Dataset records
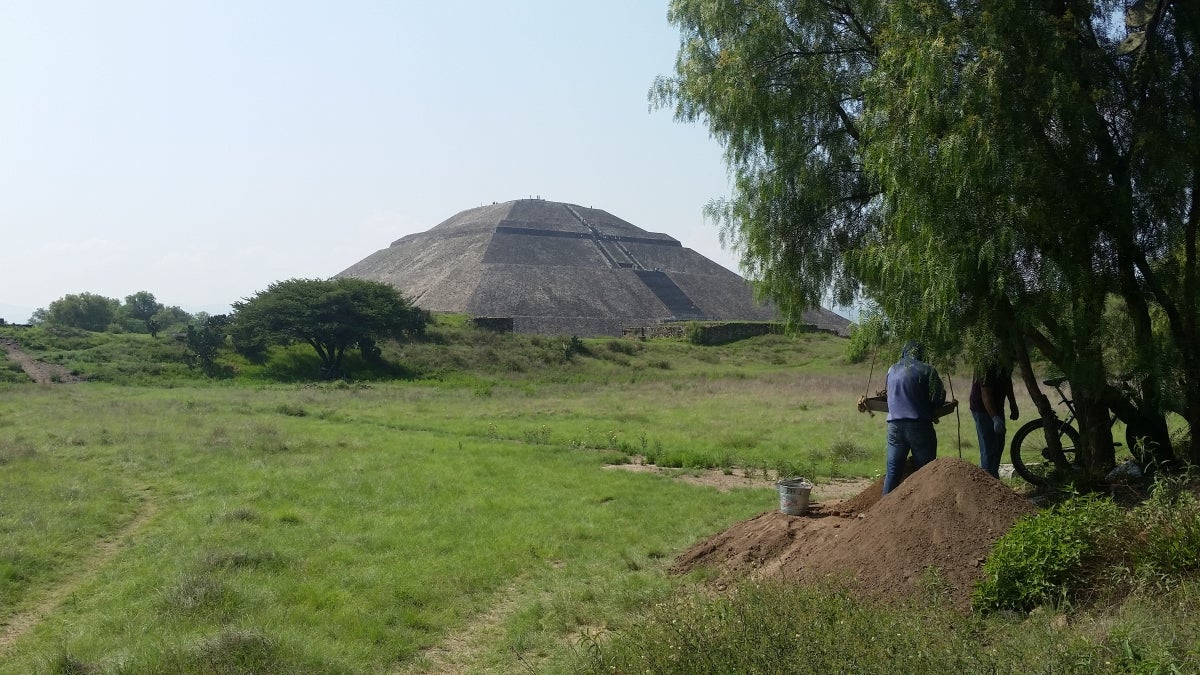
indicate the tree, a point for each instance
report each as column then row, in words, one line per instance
column 329, row 315
column 1002, row 168
column 87, row 311
column 143, row 306
column 204, row 342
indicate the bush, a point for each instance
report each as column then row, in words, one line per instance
column 1089, row 545
column 1044, row 559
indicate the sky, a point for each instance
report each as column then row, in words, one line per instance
column 202, row 150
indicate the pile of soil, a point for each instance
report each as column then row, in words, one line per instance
column 947, row 515
column 37, row 370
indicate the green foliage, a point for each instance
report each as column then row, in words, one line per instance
column 143, row 306
column 868, row 336
column 1044, row 557
column 85, row 311
column 328, row 315
column 204, row 342
column 1005, row 168
column 1089, row 547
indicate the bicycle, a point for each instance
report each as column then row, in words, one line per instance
column 1031, row 457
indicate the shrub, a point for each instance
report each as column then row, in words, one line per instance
column 1044, row 559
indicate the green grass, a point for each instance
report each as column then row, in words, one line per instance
column 351, row 537
column 245, row 526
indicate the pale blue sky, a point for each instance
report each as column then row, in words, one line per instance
column 203, row 149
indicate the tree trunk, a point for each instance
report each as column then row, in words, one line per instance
column 1097, row 453
column 1045, row 408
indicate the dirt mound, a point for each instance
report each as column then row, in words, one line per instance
column 947, row 515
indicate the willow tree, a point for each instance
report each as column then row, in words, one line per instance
column 1025, row 168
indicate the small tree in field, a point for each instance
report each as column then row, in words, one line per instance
column 144, row 306
column 329, row 315
column 205, row 341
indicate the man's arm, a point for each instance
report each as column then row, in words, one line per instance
column 1012, row 398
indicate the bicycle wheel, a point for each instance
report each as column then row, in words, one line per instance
column 1031, row 458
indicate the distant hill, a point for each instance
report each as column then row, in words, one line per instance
column 559, row 268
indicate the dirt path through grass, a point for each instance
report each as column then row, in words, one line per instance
column 16, row 626
column 460, row 652
column 37, row 370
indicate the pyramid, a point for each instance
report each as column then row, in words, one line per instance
column 557, row 268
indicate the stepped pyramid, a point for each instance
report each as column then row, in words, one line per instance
column 557, row 268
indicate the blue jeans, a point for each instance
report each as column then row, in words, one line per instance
column 905, row 436
column 991, row 446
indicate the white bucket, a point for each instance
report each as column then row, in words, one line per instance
column 793, row 496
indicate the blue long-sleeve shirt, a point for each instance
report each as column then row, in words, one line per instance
column 915, row 389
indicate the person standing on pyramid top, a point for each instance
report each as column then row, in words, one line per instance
column 915, row 392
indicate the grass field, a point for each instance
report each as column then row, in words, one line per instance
column 459, row 521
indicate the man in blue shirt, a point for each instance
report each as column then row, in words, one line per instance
column 915, row 392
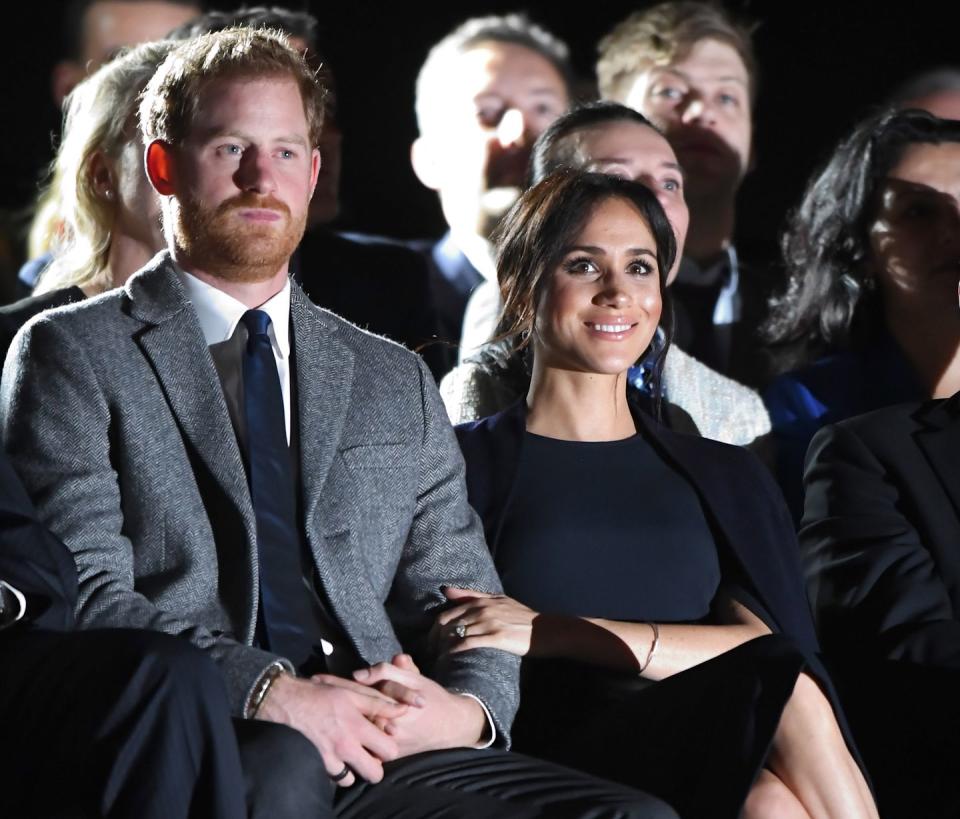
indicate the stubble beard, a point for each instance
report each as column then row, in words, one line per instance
column 229, row 248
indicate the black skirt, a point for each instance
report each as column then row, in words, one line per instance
column 697, row 739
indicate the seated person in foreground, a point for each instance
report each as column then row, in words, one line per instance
column 229, row 463
column 880, row 540
column 114, row 723
column 646, row 569
column 869, row 317
column 614, row 139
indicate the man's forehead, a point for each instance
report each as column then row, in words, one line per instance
column 707, row 60
column 109, row 25
column 485, row 66
column 232, row 103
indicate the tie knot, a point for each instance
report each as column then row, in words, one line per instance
column 257, row 322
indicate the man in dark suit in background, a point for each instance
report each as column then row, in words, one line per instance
column 229, row 463
column 880, row 538
column 484, row 94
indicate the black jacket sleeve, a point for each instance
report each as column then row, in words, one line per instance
column 33, row 560
column 875, row 587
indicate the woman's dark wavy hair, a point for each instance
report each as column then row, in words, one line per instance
column 531, row 242
column 830, row 301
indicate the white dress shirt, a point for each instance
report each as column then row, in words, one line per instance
column 220, row 313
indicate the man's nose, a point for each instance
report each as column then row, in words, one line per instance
column 255, row 172
column 513, row 130
column 695, row 109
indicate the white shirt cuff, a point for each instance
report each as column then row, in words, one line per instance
column 20, row 607
column 486, row 713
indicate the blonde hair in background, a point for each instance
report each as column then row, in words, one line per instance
column 73, row 220
column 665, row 33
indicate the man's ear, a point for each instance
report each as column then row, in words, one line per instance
column 159, row 165
column 66, row 74
column 425, row 164
column 315, row 161
column 101, row 176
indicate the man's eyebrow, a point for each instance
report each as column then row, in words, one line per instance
column 230, row 133
column 683, row 75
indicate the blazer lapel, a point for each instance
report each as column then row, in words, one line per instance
column 939, row 440
column 323, row 367
column 174, row 344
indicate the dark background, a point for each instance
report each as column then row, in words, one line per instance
column 823, row 65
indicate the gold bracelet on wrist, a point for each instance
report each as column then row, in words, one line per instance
column 654, row 644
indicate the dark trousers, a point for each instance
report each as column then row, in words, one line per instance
column 470, row 784
column 114, row 723
column 906, row 720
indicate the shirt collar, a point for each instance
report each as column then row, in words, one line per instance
column 219, row 313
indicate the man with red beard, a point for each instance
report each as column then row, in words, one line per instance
column 231, row 464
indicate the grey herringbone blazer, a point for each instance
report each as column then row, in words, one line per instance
column 114, row 417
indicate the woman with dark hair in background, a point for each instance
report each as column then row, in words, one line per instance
column 652, row 566
column 874, row 258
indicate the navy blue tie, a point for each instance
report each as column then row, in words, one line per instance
column 289, row 621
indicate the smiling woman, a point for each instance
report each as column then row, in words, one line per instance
column 653, row 584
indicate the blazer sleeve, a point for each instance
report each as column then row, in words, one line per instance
column 446, row 547
column 58, row 431
column 874, row 585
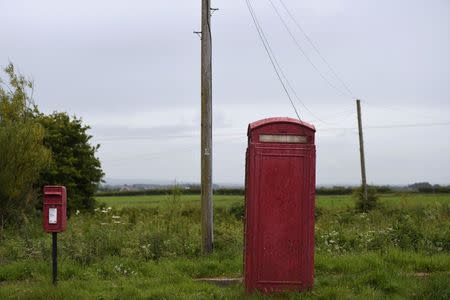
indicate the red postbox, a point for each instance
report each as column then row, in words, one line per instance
column 279, row 205
column 55, row 208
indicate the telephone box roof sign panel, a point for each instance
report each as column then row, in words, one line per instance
column 281, row 130
column 54, row 211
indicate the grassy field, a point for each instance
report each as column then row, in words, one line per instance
column 224, row 201
column 148, row 248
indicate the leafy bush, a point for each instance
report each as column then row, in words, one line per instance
column 22, row 153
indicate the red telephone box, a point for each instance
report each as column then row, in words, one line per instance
column 55, row 208
column 279, row 205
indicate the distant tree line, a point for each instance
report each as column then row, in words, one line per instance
column 335, row 190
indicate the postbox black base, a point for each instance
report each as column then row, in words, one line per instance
column 55, row 257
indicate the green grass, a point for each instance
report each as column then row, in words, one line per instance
column 148, row 247
column 227, row 201
column 158, row 200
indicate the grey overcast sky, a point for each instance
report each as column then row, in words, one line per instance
column 130, row 69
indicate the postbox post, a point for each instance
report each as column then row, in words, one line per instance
column 54, row 220
column 279, row 206
column 55, row 257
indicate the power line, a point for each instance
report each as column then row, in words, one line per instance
column 303, row 52
column 316, row 49
column 236, row 136
column 390, row 126
column 269, row 51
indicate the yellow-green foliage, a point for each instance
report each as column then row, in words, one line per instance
column 22, row 153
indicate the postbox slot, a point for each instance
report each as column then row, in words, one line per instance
column 53, row 193
column 278, row 138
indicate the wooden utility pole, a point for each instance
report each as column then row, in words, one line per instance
column 206, row 131
column 361, row 152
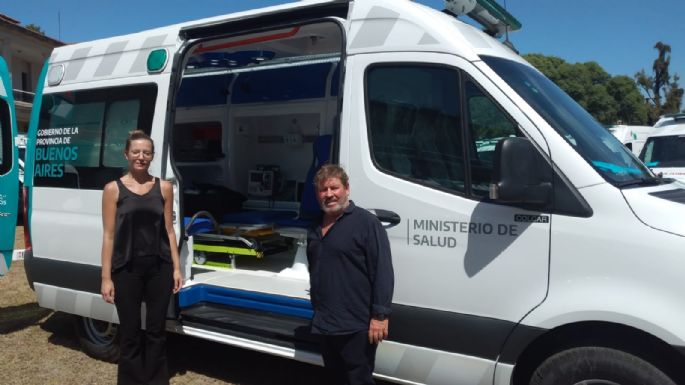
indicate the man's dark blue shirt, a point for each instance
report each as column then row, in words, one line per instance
column 351, row 274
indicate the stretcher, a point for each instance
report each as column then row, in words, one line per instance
column 218, row 245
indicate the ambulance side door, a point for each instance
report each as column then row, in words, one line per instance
column 418, row 139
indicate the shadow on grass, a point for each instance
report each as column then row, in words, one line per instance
column 15, row 318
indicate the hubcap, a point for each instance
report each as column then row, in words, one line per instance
column 100, row 332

Stated task: Reproduce all of the items above, replacing every occurrence of "a point for each instance" with "one point per instance" and leaving everything else unchanged. Omit the pictures from your output.

Task result:
indicate the tree, one point per instance
report each as column then row, in words, one line per instance
column 329, row 315
column 1002, row 168
column 87, row 311
column 143, row 306
column 204, row 342
indicate the bush, one point per instance
report each as column then row, in words, one line per instance
column 1089, row 545
column 1044, row 559
indicate the sky, one point per instance
report each as column then row, in words, one line per instance
column 202, row 150
indicate the pile of soil, one point per instance
report each as column then row, in words, one line per instance
column 947, row 515
column 37, row 370
indicate the green foliage, one point per instance
report each as column then row, in words, one line per instance
column 143, row 306
column 868, row 336
column 1044, row 557
column 85, row 311
column 328, row 315
column 204, row 342
column 1005, row 168
column 1089, row 547
indicate the bicycle, one point per instance
report each as column then row, in words, one line per instance
column 1031, row 457
indicate the shrub, one point per instance
report each as column then row, in words, one line per instance
column 1044, row 559
indicate the green grass, one point per instance
report each as column then row, in words, one line per instance
column 351, row 537
column 245, row 526
indicate the pale blue sky, one point per instance
report each as column then row, in words, one line per instance
column 203, row 149
indicate the tree trunk, one point per instance
report each as column then row, in words, one line per instance
column 1097, row 453
column 1045, row 408
indicate the dirt mound, one point per instance
report each as column then row, in words, one line per instance
column 947, row 515
indicate the willow tree, one point per instance
report each as column then row, in words, one line per instance
column 1025, row 168
indicate the small tree in field, one point per instance
report each as column then row, in words, one line per instance
column 144, row 306
column 329, row 315
column 205, row 341
indicate the man's arm, one point per instance
report each as column then row, in words, one line per instance
column 1012, row 398
indicate the bicycle wheel, one point per instance
report each as column then row, in words, one line per instance
column 1031, row 458
indicate the distant hill, one point per instance
report each as column then row, in words, one line per instance
column 559, row 268
indicate the dirt path through grass, one point per instance
report each as column then row, in words, one line per instance
column 16, row 626
column 460, row 652
column 37, row 370
indicate the pyramid, one point per instance
report each as column then row, in words, one line per instance
column 557, row 268
indicate the stepped pyramid, one point per instance
report each as column then row, in words, one line per instance
column 557, row 268
indicate the blue jeans, one point per instance
report each as column then row, in words, one line per instance
column 905, row 436
column 991, row 446
indicate the white bucket, one point per instance
report each as column then row, in words, one line per instance
column 793, row 496
indicate the blue long-sleeve shirt, one point per instance
report each as column then row, in words, one line per instance
column 915, row 389
indicate the person standing on pyramid top, one point per instance
report each as column then row, in words, one line per instance
column 915, row 392
indicate the grass field, one point per instance
report each as column then row, in words, one line per instance
column 459, row 521
indicate the man in blue shirt, one point per instance
report each as column then row, in words, one line per instance
column 915, row 392
indicate the stubble beard, one point per instance
report each as column then row, in words, one line per instance
column 229, row 248
indicate the black skirt, one point per instance
report each as column then row, in words, one line per instance
column 697, row 739
indicate the seated person in foreground, one point per instance
report each as column then row, in words, one line per instance
column 229, row 463
column 880, row 540
column 114, row 723
column 646, row 569
column 869, row 317
column 614, row 139
indicate the man's forehead, one point per instance
report each as column then row, in words, one line per instance
column 707, row 60
column 109, row 25
column 485, row 66
column 232, row 103
indicate the tie knot, one point per instance
report each as column then row, in words, one line per instance
column 257, row 322
indicate the man in dark suit in background, one point per instance
report each as column then row, in words, one line per instance
column 229, row 463
column 880, row 538
column 484, row 94
indicate the black jacket sleeve, one point per instance
report each as column then row, in words, one line per instance
column 33, row 560
column 875, row 587
indicate the woman's dark wavy hair, one point per instance
report each as column then row, in words, one line per instance
column 531, row 242
column 830, row 301
indicate the white dress shirt, one point per instance
report each as column then row, in words, one line per instance
column 220, row 313
indicate the man's nose, one point per instance
report each as column then row, in words, one line per instance
column 255, row 172
column 513, row 130
column 695, row 109
indicate the white shirt cuff, one point per instance
report each as column then row, in words, one line per instance
column 20, row 607
column 486, row 713
indicate the blonde hair in background, one point per instance
report each as column then row, in words, one line per instance
column 73, row 220
column 665, row 33
indicate the man's ear, one point per instance
report each as column then row, in words, one line per instance
column 159, row 165
column 66, row 74
column 425, row 164
column 315, row 161
column 101, row 176
indicate the man's eyebrow, one point per instance
report each as column then row, in words, one line per instance
column 230, row 133
column 683, row 75
indicate the blazer lapel, one point per instance
report each as column then row, in words, one line per instance
column 939, row 440
column 323, row 367
column 174, row 344
indicate the dark background, one point per instance
report each as column then row, in words, one line per instance
column 823, row 65
indicate the gold bracelet on wrist, one point per instance
report each as column then row, in words, one line per instance
column 654, row 644
indicate the dark trousers, one point per instance
report each as column then row, in words, one line per instance
column 470, row 784
column 114, row 723
column 906, row 720
indicate the shirt collar, one point per instance
report each as column then row, in words, one line per instance
column 219, row 313
indicate the man with red beard, one point per instance
report each as column then row, in words, one line per instance
column 231, row 464
indicate the grey herringbone blazer, one point per instance
report each as column then row, in words, one line per instance
column 114, row 417
indicate the woman with dark hair in background, one point per instance
report each as column then row, in words, one line per instance
column 652, row 566
column 874, row 258
indicate the navy blue tie, one point per instance
report each as column then row, in words, one line per instance
column 289, row 621
indicate the smiling woman, one point per instance
report each as column then row, in words, one line per instance
column 653, row 584
indicate the blazer sleeve, one point per instance
report each as column then row, in words, one line per instance
column 446, row 547
column 58, row 431
column 874, row 585
indicate the red postbox, one point per instance
report each as column then row, in words, one line per instance
column 279, row 205
column 55, row 208
indicate the telephone box roof sign panel, one point per instance
report each as column then row, in words, one line per instance
column 281, row 130
column 54, row 211
indicate the grassy field, one point per instance
report each as column then row, in words, one line per instance
column 224, row 201
column 148, row 248
indicate the leafy bush, one point per instance
report each as column then row, in words, one line per instance
column 22, row 153
indicate the red telephone box, one point per instance
report each as column then row, in words, one line per instance
column 55, row 208
column 279, row 205
indicate the distant tree line, one point per instance
report each as column then row, in words, one line per instance
column 335, row 190
indicate the postbox black base, one point per instance
report each as column then row, in words, one line per instance
column 55, row 257
indicate the green grass, one point per instance
report each as column then row, in words, one line per instance
column 148, row 247
column 227, row 201
column 158, row 200
indicate the grey overcast sky, one point per instance
report each as column then row, in words, one line per instance
column 130, row 69
indicate the postbox post, one point per instance
report each as column then row, in words, one line per instance
column 54, row 220
column 279, row 206
column 55, row 257
indicate the power line, one point per instance
report each as column then row, in words, one line per instance
column 303, row 52
column 316, row 49
column 236, row 136
column 390, row 126
column 269, row 51
indicate the yellow-green foliage, one point per instance
report each as column then row, in words, one line per instance
column 22, row 153
indicate the postbox slot, one point per instance
report each as column then row, in words, one line per instance
column 53, row 193
column 278, row 138
indicate the wooden utility pole, one point per instance
report each as column then row, in words, one line per instance
column 206, row 131
column 361, row 152
indicate the man's dark blue shirt, one point per instance
report each as column then row, in words, one line per instance
column 351, row 274
indicate the stretcher, one point per instance
report each as column then row, in words, one line per instance
column 218, row 245
indicate the ambulance side door, one point per instance
report each as column then row, in words, one line per instance
column 418, row 139
indicate the shadow on grass, one point per instance
report each as column then row, in words, one line per instance
column 15, row 318
indicate the hubcap, one point per instance
report each as column then row, in words, one line per instance
column 100, row 332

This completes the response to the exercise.